Article ->

----------

The pass defense wasn’t a total disaster when it came to tackling, but it had problems giving up big plays and was ripped up for two touchdown passes or more in every game but the win over South Alabama. With all five starters back, there secondary is at least experienced. Now they need more from the pass rush.

– The defensive front gets back three of the four starters, including top sackers Logan Hunt on the end after seeing time on the nose, and Raymond Johnson on the other side. The pressure comes from anywhere Hunt lines up, along with on the inside Ty Phillips, and there’s depth on the outside. There’s quickness, but there isn’t a lot of bulk. With 320-pound Darrius Sapp gone from the inside, it’s mostly a line full of beefed up linebackers.

– The defense will mostly go with five defensive backs again, but the two top linebackers returning can do their part. Second-leading tackler Chris DeLaRosa is done, but 230-pounders Tomarcio Reese, Todd Bradley and Rashad Byrd can all hit, and 250-pound Randy Wade will work in a hybrid role on the outside.

Biggest Key To The Georgia Southern Defense

Limit the deep plays. The overall defense was okay last year, for the most part, but the secondary was hammered time and again for way too many big passes. Only 17 teams allowed more yards per pass, but the Eagles were able to pick off 14 passes – far more than most of the worst pass defenses in America. In terms of pass efficiency defense, only 22 teams were worse.

----------

Dataset content ->

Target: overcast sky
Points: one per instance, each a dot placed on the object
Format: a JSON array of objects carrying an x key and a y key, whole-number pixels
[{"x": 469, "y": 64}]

----------

Work instructions ->
A: In the Georgia Southern defense text, rewrite the passage starting at "Limit the deep" and ending at "teams were worse.", changing "Eagles" to "Georgia Southern".
B: Translate this sentence from the Georgia Southern defense text into Spanish: "There’s quickness, but there isn’t a lot of bulk."

Response list ->
A:
Limit the deep plays. The overall defense was okay last year, for the most part, but the secondary was hammered time and again for way too many big passes. Only 17 teams allowed more yards per pass, but the Georgia Southern were able to pick off 14 passes – far more than most of the worst pass defenses in America. In terms of pass efficiency defense, only 22 teams were worse.

B: Hay rapidez, pero no hay mucha corpulencia.